[Brief]: Repeat the passage of the market commentary starting at "Figure 1 (Source: IS" and ending at "in the U.S.", with no changes.

[Excerpt]:
==*==

In Asia, market performance is mixed on Tuesday morning. Australia’s ASX 200 indices dipped almost 2% after coming back from the local holiday, with the miners led the decline which dragged the benchmark to a five-week low. Japanese shares rose slightly to track Wall Street gains overnight, however, concerns over the lockdown in China capped their ascend. Likewise, both the Chinese and HK equities recovered partially from yesterday’s huge losses, to advance 1.41% (CSI 300 Index) and 1.89% (Hang Seng Index) respectively at the mid-day break. The Chinese central bank (PBoC) decided to lower the forex deposits reserve requirement ratio (RRR) by 1% starting from 15th May, which signals the market that they do not want to see a rapid depreciation of the RMB.

Oil price stabilized from the recent decline, with the price of Brent crude settled at $102.817 per barrel yesterday. Gold price dipped below $1,900 per ounce but managed to recover from the losses to currently trade at $1,903.50. U.S. dollar rallied to its highest level since March 2020, with the dollar index rose to a high of 101.86 as higher interest rates attracted investors to purchase more dollar-denominated investments. On the other hand, Indonesia banned the exports of edible oil which has further exacerbated the global food inflation threat as they are the world’s biggest exporter of palm oil.


Figure 1 (Source: IS Prime) AUD/USD daily : Monetary policy divergence sees the Aussie weaken as Fed hawks set expectations of aggressive tightening in the U.S.

==*==

Phrase grounding data:

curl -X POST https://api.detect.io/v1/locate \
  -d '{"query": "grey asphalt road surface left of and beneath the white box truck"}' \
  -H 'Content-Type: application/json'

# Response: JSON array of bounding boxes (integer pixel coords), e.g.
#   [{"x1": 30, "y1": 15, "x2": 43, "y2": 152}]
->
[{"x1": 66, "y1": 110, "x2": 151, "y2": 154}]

==*==

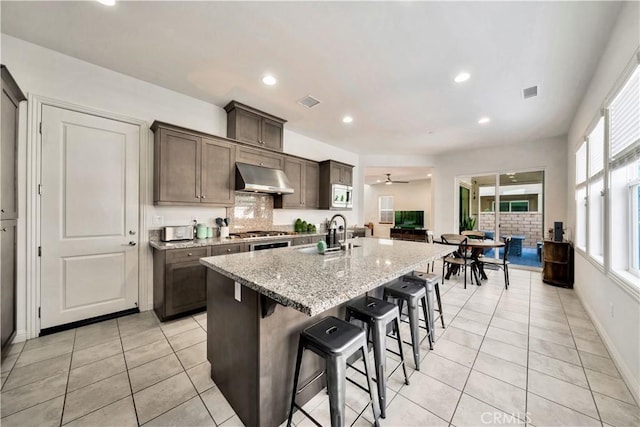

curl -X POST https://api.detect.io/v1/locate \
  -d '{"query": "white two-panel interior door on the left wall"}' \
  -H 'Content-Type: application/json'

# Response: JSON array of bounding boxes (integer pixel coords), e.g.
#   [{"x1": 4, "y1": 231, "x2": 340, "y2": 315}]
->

==*==

[Written answer]:
Figure 1 (Source: IS Prime) AUD/USD daily : Monetary policy divergence sees the Aussie weaken as Fed hawks set expectations of aggressive tightening in the U.S.